▶ _Your objective_
Reproduce every record below, character by character.

Records contained in a dataset:
──────
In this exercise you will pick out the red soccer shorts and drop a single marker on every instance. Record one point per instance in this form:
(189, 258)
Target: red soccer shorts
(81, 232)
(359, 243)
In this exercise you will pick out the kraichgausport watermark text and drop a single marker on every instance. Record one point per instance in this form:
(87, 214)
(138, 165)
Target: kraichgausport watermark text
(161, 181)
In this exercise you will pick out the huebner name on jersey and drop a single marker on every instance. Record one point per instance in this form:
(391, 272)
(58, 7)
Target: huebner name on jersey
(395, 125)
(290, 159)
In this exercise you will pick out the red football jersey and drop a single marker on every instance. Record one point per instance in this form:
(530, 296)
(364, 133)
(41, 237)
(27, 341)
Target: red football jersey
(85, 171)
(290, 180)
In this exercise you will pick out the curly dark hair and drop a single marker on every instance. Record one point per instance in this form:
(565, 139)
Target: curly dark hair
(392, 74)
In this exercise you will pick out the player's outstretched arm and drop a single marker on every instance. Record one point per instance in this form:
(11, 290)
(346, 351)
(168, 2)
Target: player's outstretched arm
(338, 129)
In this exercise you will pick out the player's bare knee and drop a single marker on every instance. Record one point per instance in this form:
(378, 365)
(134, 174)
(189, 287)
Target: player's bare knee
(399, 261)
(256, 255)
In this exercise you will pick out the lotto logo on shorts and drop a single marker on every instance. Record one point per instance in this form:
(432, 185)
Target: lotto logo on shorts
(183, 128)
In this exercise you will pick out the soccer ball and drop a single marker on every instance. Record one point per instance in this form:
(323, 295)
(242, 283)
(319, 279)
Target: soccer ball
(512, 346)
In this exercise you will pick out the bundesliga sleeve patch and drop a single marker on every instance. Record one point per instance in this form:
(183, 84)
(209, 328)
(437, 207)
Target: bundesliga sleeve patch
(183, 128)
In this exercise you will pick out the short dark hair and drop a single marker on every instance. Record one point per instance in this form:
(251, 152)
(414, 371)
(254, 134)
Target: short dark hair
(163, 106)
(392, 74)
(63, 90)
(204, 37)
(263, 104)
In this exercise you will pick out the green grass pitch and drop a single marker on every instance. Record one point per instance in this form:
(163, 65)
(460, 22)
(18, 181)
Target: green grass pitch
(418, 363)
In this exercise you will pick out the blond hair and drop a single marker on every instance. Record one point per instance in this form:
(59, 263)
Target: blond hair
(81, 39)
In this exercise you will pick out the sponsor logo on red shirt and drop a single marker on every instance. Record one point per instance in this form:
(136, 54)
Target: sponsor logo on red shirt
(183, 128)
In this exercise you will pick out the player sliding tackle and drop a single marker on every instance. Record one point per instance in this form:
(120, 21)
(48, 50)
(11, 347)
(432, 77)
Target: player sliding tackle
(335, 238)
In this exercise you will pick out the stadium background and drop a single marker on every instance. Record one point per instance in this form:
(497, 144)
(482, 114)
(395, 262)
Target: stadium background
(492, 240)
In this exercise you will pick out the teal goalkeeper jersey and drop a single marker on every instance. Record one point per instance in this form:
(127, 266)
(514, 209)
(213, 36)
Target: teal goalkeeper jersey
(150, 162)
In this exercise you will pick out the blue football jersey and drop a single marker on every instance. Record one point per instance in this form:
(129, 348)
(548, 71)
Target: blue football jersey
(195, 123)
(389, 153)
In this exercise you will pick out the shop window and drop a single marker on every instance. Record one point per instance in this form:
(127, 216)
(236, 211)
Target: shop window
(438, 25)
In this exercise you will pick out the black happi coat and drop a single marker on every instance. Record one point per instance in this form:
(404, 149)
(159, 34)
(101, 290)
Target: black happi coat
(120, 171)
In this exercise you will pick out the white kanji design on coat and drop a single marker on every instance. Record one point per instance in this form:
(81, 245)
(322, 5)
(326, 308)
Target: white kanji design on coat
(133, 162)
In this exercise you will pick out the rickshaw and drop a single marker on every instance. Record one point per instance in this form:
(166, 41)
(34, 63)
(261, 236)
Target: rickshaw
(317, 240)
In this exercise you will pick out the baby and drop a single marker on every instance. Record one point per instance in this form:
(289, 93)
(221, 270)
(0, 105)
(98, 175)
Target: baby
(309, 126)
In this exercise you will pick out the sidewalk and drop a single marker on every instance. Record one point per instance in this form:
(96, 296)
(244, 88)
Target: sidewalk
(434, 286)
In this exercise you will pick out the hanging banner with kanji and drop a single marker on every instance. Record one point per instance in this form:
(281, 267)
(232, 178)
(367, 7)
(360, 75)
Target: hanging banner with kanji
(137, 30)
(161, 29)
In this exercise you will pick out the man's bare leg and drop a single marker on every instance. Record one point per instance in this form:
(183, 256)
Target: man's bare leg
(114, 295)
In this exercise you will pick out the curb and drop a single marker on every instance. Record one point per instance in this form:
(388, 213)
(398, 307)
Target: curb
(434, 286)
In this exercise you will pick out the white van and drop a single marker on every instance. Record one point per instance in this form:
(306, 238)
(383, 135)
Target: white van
──────
▶ _Task answer_
In this exercise you will pick out the red soccer shorts and drop a single marker on every instance. Record one point per instance in this form:
(189, 258)
Target: red soccer shorts
(81, 232)
(359, 243)
In this exercise you will pick out the kraichgausport watermark text and drop a single marker on every instance. Record one point per instance in this form:
(87, 214)
(138, 165)
Target: kraichgausport watermark text
(161, 181)
In this exercise you will pick out the huebner name on jersey and drop a single marker on every instance. Record one point per instance in this form:
(391, 272)
(58, 7)
Target: huebner name on jersey
(395, 125)
(290, 159)
In this exercise you will pick out the red football jersey and drop a single marker on every instance. Record one point per instance in this form:
(530, 296)
(364, 133)
(41, 237)
(27, 341)
Target: red football jersey
(85, 171)
(290, 180)
In this exercise you will pick out the curly dark hair and drop a single marker on every instance. Record one point per instance in this form:
(565, 139)
Target: curly dark hair
(392, 74)
In this exercise you will pick out the player's outstretched arm and drop a single marker on every instance. Record one point per instance in this form:
(11, 290)
(346, 351)
(168, 2)
Target: player's outstretched arm
(338, 129)
In this exercise you will pick out the player's bare knee and drop a single marker on every instance. Record one point per instance in this form:
(378, 365)
(134, 174)
(189, 287)
Target: player's bare knee
(399, 261)
(256, 255)
In this exercise you will pick out the lotto logo on shorts and drop a single marker on every instance. Record one point per instance in this form:
(432, 185)
Target: lotto logo on shorts
(183, 128)
In this exercise you will pick out the soccer ball and drop a single marker on every instance. Record one point per instance in this form:
(323, 295)
(242, 283)
(319, 279)
Target: soccer ball
(512, 346)
In this exercise you will pick out the bundesliga sleeve patch and drop a single marker on every instance. Record one point per instance in this form:
(183, 84)
(209, 328)
(437, 207)
Target: bundesliga sleeve patch
(183, 128)
In this exercise you will pick out the short dark hair and drop a single marker on every instance. Record one point per instance in this form:
(251, 152)
(414, 371)
(254, 134)
Target: short dark hair
(163, 106)
(392, 74)
(63, 90)
(204, 37)
(263, 104)
In this exercise you will pick out the green grass pitch and drop a single marker on every instance. Record one point per instance in this form:
(163, 65)
(460, 22)
(18, 181)
Target: green grass pitch
(418, 363)
In this exercise you will pick out the blond hair and drop a single marker on every instance. Record one point per instance in this form:
(59, 263)
Target: blond hair
(81, 39)
In this exercise you will pick out the sponsor logo on red shirt and drop a single marker on every instance. Record one point per instance in this form:
(136, 54)
Target: sponsor logo on red shirt
(183, 128)
In this exercise you will pick out the player sliding tackle and drop a single marker on every instance. Record one point per instance in this form:
(120, 21)
(48, 50)
(11, 347)
(432, 77)
Target: player sliding tackle
(335, 238)
In this exercise you will pick out the stadium background and drop a single marker on every instance. Record one point per instance in this form:
(497, 144)
(482, 114)
(395, 262)
Target: stadium background
(492, 240)
In this exercise you will pick out the teal goalkeeper jersey and drop a single marker on every instance. Record one point per instance in this form:
(127, 266)
(514, 209)
(213, 36)
Target: teal goalkeeper jersey
(150, 162)
In this exercise you will pick out the blue football jersey and drop a single marker on every instance. Record one point per instance in this form:
(129, 348)
(548, 71)
Target: blue football jersey
(195, 123)
(389, 153)
In this exercise you will pick out the shop window and drop a single marker on every instance. Record one point per instance in this form:
(127, 216)
(236, 211)
Target: shop window
(438, 25)
In this exercise you will pick out the black happi coat and drop a single marker on every instance. Record one point per instance in this form:
(404, 149)
(159, 34)
(101, 290)
Target: black happi coat
(120, 171)
In this exercise you will pick out the white kanji design on coat and drop a single marker on every instance. Record one point per instance in this form:
(81, 245)
(322, 5)
(326, 308)
Target: white kanji design on coat
(133, 162)
In this exercise you will pick out the rickshaw and drop a single marker on every instance. Record one point per instance in this form:
(166, 41)
(34, 63)
(261, 236)
Target: rickshaw
(317, 240)
In this exercise you will pick out the baby and drop a single marker on every instance. Record one point per instance in this form:
(289, 93)
(221, 270)
(0, 105)
(98, 175)
Target: baby
(309, 126)
In this exercise you will pick out the sidewalk and drop a single marker on every instance. Record one point per instance in this form:
(96, 296)
(244, 88)
Target: sidewalk
(434, 286)
In this exercise you will pick out the hanging banner with kanji and drop a single marker on every instance. Record one point per instance in this form:
(281, 267)
(232, 178)
(367, 7)
(360, 75)
Target: hanging banner with kanji
(137, 30)
(161, 29)
In this exercise you will pick out the man's bare leg and drop a single marker on every instance. Record one point per instance in this form:
(183, 256)
Target: man's bare leg
(114, 295)
In this exercise you will pick out the curb and drop a single marker on every instance. Record one point per instance in this form:
(388, 213)
(398, 307)
Target: curb
(434, 286)
In this exercise you will pick out the white van and drop a single marker on every instance. Record one point per instance in this form:
(306, 238)
(383, 135)
Target: white van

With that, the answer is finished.